Saved entries:
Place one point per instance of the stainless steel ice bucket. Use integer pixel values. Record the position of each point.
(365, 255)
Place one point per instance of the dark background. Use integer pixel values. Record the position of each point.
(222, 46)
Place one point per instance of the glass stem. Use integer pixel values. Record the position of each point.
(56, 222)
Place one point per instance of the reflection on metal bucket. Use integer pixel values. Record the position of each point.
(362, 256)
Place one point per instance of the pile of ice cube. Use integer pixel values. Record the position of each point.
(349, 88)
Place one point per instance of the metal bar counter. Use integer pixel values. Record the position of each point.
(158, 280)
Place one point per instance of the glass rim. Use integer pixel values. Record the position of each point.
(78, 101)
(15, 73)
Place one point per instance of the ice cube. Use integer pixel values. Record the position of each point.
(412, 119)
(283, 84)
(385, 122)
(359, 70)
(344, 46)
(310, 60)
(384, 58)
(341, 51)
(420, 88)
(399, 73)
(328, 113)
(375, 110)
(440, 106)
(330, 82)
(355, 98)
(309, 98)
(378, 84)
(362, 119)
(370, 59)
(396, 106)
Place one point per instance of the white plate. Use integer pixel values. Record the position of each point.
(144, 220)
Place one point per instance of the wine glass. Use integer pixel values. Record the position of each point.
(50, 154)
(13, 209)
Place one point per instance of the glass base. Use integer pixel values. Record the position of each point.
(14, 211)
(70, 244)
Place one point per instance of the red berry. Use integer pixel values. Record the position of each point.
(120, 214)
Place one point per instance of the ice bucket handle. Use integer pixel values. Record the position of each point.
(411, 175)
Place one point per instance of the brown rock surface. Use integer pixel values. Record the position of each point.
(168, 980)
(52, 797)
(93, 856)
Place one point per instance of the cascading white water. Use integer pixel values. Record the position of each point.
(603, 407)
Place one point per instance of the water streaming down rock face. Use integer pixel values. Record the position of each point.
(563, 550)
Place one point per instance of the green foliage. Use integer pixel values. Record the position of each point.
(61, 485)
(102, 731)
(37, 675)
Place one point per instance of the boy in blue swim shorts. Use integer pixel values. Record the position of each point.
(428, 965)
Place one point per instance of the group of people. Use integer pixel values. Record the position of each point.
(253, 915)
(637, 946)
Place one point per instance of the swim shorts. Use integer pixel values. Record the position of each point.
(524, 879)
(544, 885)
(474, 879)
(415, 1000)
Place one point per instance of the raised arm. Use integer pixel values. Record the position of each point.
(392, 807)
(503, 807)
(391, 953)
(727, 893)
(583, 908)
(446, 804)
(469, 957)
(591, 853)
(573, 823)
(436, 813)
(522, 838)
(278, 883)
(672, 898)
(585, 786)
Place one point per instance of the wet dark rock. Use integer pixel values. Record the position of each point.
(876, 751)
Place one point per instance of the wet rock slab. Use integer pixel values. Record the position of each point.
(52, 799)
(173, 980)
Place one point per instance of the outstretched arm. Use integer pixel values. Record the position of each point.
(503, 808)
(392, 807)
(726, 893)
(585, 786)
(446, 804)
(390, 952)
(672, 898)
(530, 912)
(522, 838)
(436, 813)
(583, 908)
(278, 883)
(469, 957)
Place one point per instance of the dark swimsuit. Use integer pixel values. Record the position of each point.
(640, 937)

**REQUIRED ACTION:** Return the entries above in full and exactly as written.

**EXERCISE ANSWER:**
Place one point per instance of the stainless steel ice bucket. Use integer pixel values. Record the position of each point.
(365, 255)
Place one point per instance of the dark background. Use integer pixel values. Record the position of each point.
(222, 46)
Place one point per instance of the glass stem. Use integer pixel values. Record the position of each point.
(56, 222)
Place one point per instance of the reflection on metal bucket. Use integer pixel values. Record the position of each point.
(362, 256)
Place one point per instance of the pile of ice cube. Use integer pixel values. Record the position of each point.
(349, 88)
Place one point per instance of the metal bar counter. Use integer pixel values. Record the position of each point.
(158, 280)
Place one point per instance of the glass rim. Use integer pixel values. Record the position of each point.
(78, 101)
(15, 73)
Place one point per instance of the ice cube. Use integer pixel values. Record the position of each point.
(412, 119)
(283, 84)
(385, 122)
(359, 70)
(344, 46)
(310, 60)
(384, 58)
(341, 51)
(420, 88)
(399, 73)
(328, 113)
(375, 110)
(440, 106)
(330, 82)
(355, 98)
(309, 98)
(378, 84)
(362, 119)
(370, 59)
(396, 106)
Place one point per instance of the white plate. Use integer pixel values. Record the position of each point.
(144, 220)
Place one point per instance of the wine glass. Use integer pixel values. Record the position of each point.
(50, 154)
(13, 209)
Place one point per instance of the glass base. Use integer pixel values. Record the position of each point.
(14, 211)
(70, 244)
Place one point per instance of the red berry. Use integer pixel values. Record the position of each point.
(120, 214)
Place one point per instance of the ice bucket handle. Use integer pixel values. Record the position of each point.
(411, 175)
Place one point per instance of the brown rock surface. Use integer pixel values. Record the position of each point.
(168, 980)
(52, 797)
(93, 856)
Place one point per instance of the cascading white water. Use integer pixel values. Record the position of each point.
(603, 407)
Place one point per instance of the water streaming down rock face. Use integer pixel values. Record the position of each point.
(563, 550)
Place one point per instance of the green foliage. Use integer pixel values. Record the position of each point.
(61, 485)
(102, 731)
(37, 675)
Place one point per instance of the boy in blue swim shorts. Use integer pixel values. Record the position of each point.
(428, 965)
Place one point per instance of the group of people. Use integer pixel values. Record the position of each point.
(253, 915)
(637, 946)
Place one point per instance of the swim shorts. Use integer pixel values. Record the position of each point.
(524, 879)
(544, 885)
(474, 879)
(415, 1000)
Place one point per instance of the raised arm. Use integer pixel values. Record the position of each point.
(392, 807)
(503, 807)
(391, 953)
(727, 893)
(583, 908)
(446, 804)
(469, 957)
(591, 853)
(573, 823)
(436, 813)
(522, 838)
(278, 883)
(672, 898)
(585, 786)
Place one point per instance of the wet dark rock. Use integer pixel values. Record the position of each point.
(876, 751)
Place one point per instance of the wet rock slab. Use integer pixel values. Record the position of each point.
(52, 799)
(173, 980)
Place one point per instance of the outstretched arm. Use integer pixel values. Record the position of each point.
(503, 808)
(392, 807)
(726, 893)
(585, 786)
(446, 804)
(390, 952)
(672, 898)
(530, 912)
(522, 838)
(436, 813)
(583, 908)
(278, 883)
(469, 957)
Place one point per instance of the dark swimsuit. Use integer pixel values. Record the position of each point.
(640, 937)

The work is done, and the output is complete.